Task details:
Identify all lines below that hold "photo" and collect them.

Provided records:

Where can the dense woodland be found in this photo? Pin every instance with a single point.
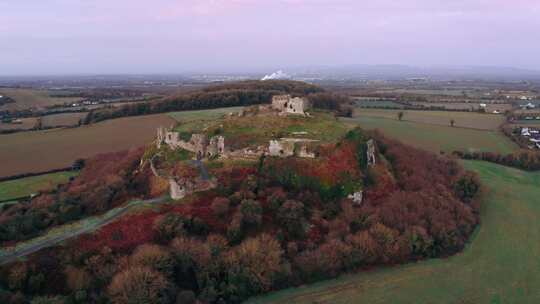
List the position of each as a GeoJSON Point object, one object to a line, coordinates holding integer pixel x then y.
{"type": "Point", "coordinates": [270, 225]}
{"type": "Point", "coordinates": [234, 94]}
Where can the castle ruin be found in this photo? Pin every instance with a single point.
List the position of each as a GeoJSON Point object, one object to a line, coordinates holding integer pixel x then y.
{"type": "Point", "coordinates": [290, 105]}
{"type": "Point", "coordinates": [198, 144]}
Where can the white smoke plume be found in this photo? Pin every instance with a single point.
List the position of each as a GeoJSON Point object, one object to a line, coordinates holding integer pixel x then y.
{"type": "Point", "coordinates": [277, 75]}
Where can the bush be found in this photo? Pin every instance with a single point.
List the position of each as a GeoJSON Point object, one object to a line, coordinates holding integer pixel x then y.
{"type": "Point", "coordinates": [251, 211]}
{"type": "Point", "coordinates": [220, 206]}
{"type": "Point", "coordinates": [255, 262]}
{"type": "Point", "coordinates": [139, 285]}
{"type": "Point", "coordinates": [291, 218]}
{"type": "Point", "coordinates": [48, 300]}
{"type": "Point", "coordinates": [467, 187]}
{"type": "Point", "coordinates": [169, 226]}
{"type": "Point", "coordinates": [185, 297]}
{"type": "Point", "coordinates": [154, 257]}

Answer box:
Where can the dense woodland be found in this photo? Pin every instance with a single point.
Where can the castle ruin be found in this photo? Pin every instance with a single point.
Where can the white smoke plume be found in this photo? Pin every instance with a single point.
Where can the bush be found in this photo? Pin every instance with a single point.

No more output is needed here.